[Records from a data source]
======
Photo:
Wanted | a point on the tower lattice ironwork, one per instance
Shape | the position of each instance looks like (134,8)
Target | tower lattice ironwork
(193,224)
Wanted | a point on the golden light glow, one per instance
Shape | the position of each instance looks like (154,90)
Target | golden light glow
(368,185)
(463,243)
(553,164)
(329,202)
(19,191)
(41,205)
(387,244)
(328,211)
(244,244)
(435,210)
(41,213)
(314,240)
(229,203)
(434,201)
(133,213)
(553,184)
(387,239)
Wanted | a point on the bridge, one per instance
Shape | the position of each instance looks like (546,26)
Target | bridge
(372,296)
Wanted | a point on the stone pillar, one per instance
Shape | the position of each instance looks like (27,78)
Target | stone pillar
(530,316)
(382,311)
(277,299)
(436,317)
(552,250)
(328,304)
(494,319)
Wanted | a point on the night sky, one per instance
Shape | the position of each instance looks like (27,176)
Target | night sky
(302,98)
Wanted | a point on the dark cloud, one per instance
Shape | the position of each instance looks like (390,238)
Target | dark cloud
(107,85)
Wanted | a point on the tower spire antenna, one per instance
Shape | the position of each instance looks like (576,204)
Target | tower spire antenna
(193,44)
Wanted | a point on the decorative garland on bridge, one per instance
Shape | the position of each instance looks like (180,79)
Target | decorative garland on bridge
======
**THE PROBLEM:** Repeat every record exactly as written, please.

**EXERCISE OUTPUT:**
Photo:
Wanted | a point on the tower lattice ironwork, one per instance
Shape | the position of each instance looks like (134,8)
Target | tower lattice ironwork
(193,224)
Wanted | a point on the golden light glow, one per instance
Shape | the position of each instance looks like (154,90)
Target | golden light glow
(368,185)
(463,243)
(553,164)
(329,202)
(19,191)
(41,205)
(387,244)
(328,211)
(244,244)
(435,210)
(41,213)
(314,240)
(229,203)
(434,201)
(133,213)
(553,184)
(387,239)
Wanted | a point on the bridge, one per instance
Shape | the position of each instance looks like (546,26)
Target | bridge
(372,296)
Wanted | a point on the stone pillar, one per instance
Shape | the position of each instance looks like (27,78)
Target | stone pillar
(530,316)
(382,311)
(277,299)
(436,317)
(552,250)
(328,304)
(494,319)
Wanted | a point on the night sky, one per instance
Shape | the position of each instance looks like (27,176)
Target | night sky
(302,98)
Wanted | a point on the dark cloud, one per instance
Shape | the position of each instance looks like (390,238)
Target | dark cloud
(107,85)
Wanted | a point on the tower spire antenna, one per instance
Shape | the position of each instance looks like (576,204)
Target | tower spire antenna
(193,44)
Wanted | a point on the decorative garland on bridge, one per instance
Shape | the position of each instance looks like (180,79)
Target | decorative garland on bridge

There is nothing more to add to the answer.